Retype exactly the stretch of lines that begins at the line containing "soil and record the pixel coordinates." and ends at the last line of the data, with no other lines.

>>>

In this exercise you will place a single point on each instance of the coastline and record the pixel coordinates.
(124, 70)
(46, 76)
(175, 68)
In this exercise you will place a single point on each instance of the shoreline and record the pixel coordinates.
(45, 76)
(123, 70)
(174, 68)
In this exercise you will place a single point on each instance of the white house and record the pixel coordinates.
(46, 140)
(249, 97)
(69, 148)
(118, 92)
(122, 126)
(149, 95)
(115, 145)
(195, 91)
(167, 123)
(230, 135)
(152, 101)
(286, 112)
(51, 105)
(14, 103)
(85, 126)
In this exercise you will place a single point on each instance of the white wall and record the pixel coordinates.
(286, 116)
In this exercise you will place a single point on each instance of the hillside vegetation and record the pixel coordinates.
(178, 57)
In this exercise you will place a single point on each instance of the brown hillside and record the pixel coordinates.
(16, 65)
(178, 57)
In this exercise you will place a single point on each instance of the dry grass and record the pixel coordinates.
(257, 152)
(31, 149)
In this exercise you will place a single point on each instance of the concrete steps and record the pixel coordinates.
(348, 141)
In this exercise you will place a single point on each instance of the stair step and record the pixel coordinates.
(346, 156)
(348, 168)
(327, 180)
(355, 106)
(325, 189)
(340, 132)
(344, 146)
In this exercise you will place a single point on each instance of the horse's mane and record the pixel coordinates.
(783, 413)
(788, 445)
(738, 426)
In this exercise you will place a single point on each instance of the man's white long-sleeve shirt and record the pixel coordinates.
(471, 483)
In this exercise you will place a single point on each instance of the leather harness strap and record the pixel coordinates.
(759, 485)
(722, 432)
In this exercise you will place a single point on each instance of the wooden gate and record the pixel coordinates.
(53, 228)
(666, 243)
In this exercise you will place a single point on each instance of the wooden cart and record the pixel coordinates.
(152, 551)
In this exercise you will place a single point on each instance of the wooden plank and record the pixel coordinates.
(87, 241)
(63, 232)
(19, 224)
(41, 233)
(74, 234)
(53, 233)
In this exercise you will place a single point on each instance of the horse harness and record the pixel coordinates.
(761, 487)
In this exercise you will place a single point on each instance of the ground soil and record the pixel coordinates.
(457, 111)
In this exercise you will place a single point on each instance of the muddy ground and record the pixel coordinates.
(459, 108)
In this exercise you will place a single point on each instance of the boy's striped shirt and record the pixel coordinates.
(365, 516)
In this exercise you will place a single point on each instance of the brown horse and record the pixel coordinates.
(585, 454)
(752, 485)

<<<

**ANSWER TO THIS TASK**
In this exercise you will place a single point on each instance of the ground soil and record the pixel coordinates.
(457, 111)
In this exercise you will place a single point on each instance of the muddy ground and record the pixel coordinates.
(459, 108)
In this exercise you will place a single point on each instance of the boy's striped shirt and record the pixel coordinates.
(365, 516)
In this exercise you will place a single point on each instance of the brown horse and record the pixel coordinates.
(585, 454)
(752, 485)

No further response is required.